**WHAT IS BEING ASKED**
Which lines to output? The line containing "Phrase: pollen" and every line after it in the data below, each copied exactly.

Source data:

*** Block opens ***

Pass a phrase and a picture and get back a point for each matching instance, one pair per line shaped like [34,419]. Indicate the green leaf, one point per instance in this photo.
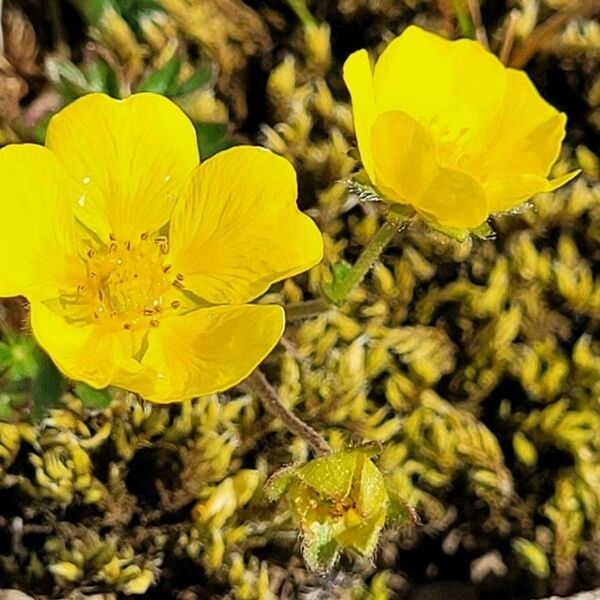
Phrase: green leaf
[340,271]
[161,81]
[102,78]
[361,185]
[330,476]
[8,411]
[92,398]
[213,138]
[92,10]
[47,386]
[319,548]
[199,78]
[278,483]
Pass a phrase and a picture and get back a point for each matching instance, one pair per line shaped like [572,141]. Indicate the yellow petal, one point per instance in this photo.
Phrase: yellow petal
[211,349]
[129,158]
[528,133]
[509,191]
[38,255]
[88,353]
[454,87]
[404,154]
[406,171]
[454,199]
[358,76]
[236,228]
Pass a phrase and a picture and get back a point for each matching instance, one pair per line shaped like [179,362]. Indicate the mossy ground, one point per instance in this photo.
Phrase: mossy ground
[476,364]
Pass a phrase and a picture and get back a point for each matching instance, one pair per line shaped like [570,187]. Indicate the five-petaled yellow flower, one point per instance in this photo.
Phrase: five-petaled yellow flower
[138,262]
[444,127]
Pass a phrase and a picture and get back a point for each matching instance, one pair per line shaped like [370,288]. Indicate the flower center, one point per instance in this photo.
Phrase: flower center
[128,284]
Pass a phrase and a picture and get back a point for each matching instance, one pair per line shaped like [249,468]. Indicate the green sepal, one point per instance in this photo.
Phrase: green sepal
[340,271]
[198,79]
[361,185]
[279,482]
[320,550]
[92,398]
[162,80]
[213,138]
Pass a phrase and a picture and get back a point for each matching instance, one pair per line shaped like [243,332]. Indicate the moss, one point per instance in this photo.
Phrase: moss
[476,363]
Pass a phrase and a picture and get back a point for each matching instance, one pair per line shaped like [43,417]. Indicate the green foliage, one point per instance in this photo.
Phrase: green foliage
[338,501]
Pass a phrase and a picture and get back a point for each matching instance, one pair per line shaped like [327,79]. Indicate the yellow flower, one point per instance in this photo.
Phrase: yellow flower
[138,262]
[445,127]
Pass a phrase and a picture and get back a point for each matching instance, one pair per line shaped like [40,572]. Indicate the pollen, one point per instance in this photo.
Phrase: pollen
[127,284]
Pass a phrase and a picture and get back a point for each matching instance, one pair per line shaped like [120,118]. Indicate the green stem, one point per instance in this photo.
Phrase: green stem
[465,24]
[302,12]
[339,290]
[274,405]
[309,308]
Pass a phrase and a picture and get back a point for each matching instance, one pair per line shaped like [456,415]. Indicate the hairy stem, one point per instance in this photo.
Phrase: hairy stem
[275,406]
[341,289]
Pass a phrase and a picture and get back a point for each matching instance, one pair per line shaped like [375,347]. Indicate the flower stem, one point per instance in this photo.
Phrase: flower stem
[341,288]
[275,406]
[302,12]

*** Block closes ***

**EXPECTED OUTPUT**
Phrase: pollen
[127,284]
Pass a phrase and a picture and get back a point for each matching instance, one pair per line shaped like [120,118]. Indicate the green stem, one point per instance in this photo.
Phrase: green stem
[465,24]
[302,12]
[339,290]
[274,405]
[309,308]
Pass a phrase and a picture and get back a point for each matching instance, one pair per line shaped like [456,415]. Indicate the hairy stem, one point per instance in this photo.
Phrase: hairy stem
[275,406]
[341,289]
Pass a phrase and a picture and get back a point for each matching instance, one pair per line shaped like [375,347]. Indicate the flower stem, one point per instance in this photo.
Phrase: flower stem
[341,288]
[275,406]
[302,12]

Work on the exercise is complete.